### Your instructions
Write a continuation of the essay on fear below, starting after its final paragraph.

### Selected passage
Fear is a slippery little fella. Sometimes you need to hang on to it so you don’t get damaged, and other times, you need to set it adrift on a flaming raft with an over-zealous shove and a one-fingered salute.
This past weekend, fear crept in and tried to snuggle up in my heart. Good thing I can be a cold-hearted, logical gal when I need to be. Good thing I have friends who remind me not to let my imagination get the best of me and conjure up all sorts of possible ways that my happiness can be sabotaged. Good thing I didn’t turn tail and run. Good thing.
Regardless of what we identify as being bountiful or lacking in our lives, we live within the comfort zone of the known. We live rooted in the identities that we have crafted for ourselves. We cling to our wounds until they no longer serve as shields.
The truth is, we often cling to our wounds long past their expiry date, and we do this because that is the only way we know how to go on living. We do this often without knowing we’re doing it. We fear leaving what is known and comfortable to seek what is meaningful.
During the past 48 hours I have received calls, and had coffee with friends who have all experienced some sort of crisis rooted in fear. I was an addict. I’m drinking too much. I keep winding up in toxic relationships. Today I heard all of these symptoms, and I offered as much compassion and humour as I could. After all, being fearful is normal. We need to tell and re-tell our stories. We need to be the storyteller, and we need to be the witness to the life-stories woven by others. Change is scary, and we need our friends to walk beside us when we don’t know if we have the courage to take another step on a path that leads to goodness-only-knows-where-but-there-had-better-be-margaritas-and-a-bed.

### Data extract
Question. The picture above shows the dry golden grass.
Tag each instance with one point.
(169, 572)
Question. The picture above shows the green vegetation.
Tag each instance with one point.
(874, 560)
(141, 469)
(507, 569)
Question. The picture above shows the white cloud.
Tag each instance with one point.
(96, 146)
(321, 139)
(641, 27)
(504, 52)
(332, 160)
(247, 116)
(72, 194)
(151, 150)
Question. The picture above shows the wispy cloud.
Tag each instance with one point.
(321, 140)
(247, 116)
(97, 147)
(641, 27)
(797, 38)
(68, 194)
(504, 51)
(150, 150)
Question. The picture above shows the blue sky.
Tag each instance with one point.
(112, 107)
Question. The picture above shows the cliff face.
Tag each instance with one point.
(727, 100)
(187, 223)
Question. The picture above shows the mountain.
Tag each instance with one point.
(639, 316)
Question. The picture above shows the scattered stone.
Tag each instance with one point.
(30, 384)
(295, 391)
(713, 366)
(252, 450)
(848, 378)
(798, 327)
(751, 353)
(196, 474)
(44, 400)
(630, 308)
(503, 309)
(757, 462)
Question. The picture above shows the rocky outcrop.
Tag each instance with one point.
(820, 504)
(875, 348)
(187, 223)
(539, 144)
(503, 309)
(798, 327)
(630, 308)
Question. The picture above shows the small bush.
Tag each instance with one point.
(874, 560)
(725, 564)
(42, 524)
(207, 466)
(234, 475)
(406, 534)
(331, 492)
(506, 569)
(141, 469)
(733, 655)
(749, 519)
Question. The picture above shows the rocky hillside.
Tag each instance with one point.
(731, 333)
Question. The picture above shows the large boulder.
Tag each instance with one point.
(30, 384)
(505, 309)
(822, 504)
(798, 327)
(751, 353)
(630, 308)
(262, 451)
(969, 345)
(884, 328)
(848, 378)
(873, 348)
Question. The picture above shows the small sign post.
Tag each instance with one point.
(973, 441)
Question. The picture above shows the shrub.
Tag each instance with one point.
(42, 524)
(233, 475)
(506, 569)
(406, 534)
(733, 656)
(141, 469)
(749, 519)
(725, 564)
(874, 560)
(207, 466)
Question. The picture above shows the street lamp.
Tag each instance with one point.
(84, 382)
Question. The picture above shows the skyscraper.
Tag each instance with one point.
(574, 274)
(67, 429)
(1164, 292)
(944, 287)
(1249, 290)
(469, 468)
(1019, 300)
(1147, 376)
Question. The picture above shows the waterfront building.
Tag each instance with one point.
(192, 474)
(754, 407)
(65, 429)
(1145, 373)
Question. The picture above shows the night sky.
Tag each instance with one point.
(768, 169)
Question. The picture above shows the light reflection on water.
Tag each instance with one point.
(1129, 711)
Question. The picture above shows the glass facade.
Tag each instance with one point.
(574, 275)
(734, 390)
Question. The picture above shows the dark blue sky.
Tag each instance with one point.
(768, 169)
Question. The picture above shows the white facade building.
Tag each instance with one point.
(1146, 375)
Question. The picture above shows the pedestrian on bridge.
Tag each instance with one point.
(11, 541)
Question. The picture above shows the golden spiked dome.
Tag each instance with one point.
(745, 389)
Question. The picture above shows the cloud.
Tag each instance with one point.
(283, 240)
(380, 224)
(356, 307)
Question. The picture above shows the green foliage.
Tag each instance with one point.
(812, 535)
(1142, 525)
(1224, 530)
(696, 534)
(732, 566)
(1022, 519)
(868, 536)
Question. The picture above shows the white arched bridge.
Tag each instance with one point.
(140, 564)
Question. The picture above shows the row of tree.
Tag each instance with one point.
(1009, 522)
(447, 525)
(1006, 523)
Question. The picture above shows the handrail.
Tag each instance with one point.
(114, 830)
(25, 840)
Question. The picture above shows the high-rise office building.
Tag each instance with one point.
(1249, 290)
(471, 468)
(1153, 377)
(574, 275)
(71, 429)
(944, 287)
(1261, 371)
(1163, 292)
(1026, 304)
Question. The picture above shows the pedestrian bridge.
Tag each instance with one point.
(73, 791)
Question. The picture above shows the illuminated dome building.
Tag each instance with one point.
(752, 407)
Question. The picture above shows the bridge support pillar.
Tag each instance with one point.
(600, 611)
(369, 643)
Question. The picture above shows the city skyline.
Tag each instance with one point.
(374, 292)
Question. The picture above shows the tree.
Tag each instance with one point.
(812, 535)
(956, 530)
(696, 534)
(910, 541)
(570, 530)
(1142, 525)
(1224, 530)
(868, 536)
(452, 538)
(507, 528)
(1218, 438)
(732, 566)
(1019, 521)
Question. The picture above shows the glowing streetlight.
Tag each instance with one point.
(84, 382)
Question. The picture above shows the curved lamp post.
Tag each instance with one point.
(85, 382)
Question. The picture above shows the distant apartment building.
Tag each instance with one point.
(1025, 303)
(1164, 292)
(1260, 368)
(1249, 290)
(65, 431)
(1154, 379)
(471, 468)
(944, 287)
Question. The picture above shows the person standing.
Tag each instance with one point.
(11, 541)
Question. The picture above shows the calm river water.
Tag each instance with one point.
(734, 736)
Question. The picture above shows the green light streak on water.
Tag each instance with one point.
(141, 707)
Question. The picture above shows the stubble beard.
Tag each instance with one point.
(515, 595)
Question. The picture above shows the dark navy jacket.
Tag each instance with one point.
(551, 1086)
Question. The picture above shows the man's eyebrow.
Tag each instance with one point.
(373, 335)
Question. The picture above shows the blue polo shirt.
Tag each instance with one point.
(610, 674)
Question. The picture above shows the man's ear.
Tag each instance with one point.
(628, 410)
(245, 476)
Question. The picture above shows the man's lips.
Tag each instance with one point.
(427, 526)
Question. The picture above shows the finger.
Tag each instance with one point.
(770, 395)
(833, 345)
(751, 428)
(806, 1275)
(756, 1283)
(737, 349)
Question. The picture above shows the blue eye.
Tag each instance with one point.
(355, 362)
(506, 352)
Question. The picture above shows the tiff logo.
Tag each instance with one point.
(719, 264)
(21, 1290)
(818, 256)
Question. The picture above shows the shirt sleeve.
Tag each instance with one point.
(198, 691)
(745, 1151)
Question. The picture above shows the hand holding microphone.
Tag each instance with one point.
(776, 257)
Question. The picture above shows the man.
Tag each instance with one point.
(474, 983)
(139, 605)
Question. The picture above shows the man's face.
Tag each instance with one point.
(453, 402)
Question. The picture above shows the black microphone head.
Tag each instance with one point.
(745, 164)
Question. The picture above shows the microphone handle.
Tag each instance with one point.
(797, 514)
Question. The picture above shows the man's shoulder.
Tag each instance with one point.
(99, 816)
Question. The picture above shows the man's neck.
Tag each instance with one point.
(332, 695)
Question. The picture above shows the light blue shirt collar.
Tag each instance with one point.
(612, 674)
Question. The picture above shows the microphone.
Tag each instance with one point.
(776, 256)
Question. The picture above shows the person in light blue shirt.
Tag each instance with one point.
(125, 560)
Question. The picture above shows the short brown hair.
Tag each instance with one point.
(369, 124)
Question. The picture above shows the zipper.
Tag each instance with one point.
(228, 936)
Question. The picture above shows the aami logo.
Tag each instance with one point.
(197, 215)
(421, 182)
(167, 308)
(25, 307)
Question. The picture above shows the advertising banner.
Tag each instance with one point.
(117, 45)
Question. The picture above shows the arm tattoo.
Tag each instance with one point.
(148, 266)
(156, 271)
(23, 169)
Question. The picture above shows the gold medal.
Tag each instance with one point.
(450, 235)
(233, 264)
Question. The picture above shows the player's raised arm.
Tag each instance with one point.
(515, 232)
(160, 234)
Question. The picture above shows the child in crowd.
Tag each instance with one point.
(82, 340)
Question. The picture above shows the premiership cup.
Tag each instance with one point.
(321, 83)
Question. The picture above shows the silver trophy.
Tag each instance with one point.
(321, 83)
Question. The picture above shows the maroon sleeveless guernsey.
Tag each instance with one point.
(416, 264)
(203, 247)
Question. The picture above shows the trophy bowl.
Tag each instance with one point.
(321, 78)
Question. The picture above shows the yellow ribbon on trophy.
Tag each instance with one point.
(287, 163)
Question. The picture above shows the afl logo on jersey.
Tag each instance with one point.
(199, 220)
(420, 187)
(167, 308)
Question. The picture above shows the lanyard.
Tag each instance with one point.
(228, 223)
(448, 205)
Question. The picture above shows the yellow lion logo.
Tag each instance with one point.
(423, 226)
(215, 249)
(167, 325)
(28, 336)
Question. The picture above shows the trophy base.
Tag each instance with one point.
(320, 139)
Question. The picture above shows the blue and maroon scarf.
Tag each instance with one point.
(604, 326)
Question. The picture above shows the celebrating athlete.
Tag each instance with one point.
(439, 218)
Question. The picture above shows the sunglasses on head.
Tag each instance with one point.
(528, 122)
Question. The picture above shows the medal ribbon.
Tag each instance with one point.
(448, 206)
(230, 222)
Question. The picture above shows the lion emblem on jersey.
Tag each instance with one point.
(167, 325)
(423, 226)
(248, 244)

### Answer box
Fear of feeling, dealing with the here and now, or not having someone to prop up an ego seem to have been served up a la carte over the weekend. It’s a menu everyone eventually gets served; long in the planning and very bitter. It keeps popping up on the menu until you get tired of the bitter aftertaste and are inspired to take over the kitchen.
The most curious of fears is the fear of getting what you want. It means letting go of an identity that was defined by lack of the thing itself; career success, loving relationship, independence, you name it. You have to be brave enough to break down the walls protecting your own kingdom of fear.
While trying to shake off the snug embrace of a well-known-and-outlived-it’s-usefulness-fear-of intimacy which had slithered it’s way into my mind, I had a rather synchronistic encounter.
After zenning out and treating myself to some self-care paraphernalia at an over-incensed and herbal-tea’d hippie hang-out, I wandered back to my car completely and utterly distracted. Rationalizing with oneself can be very engrossing, and I was neck deep. I was not going to half-ass this one. I was going to face this thing down even if it meant a haze of incense, tantra-drumming, and Buddhist-throat-singing loud enough to scare the bejeezus out of the neighbours. While I was getting all bad-assed and spiritual with this fear, I was being watched.
Two men of questionable intent approached my car, one wedged between the driver’s side door and the car next to me, pulled on my door handle and banged on my window while the other stood at the right side.
Thanks to good habits, my door was locked, and the car was started. Thanks to a friend who was texting an invitation for a drinky-poo, I was head-down-distracted, allowing these two men to target me.
Hours after I had safely pulled away and caught my breath from the initial shock, I sank into the corner of my couch and cried. I sobbed and relived those few seconds of that man’s face just inches from my own.
But why? I was safe in my own space now. I was ok.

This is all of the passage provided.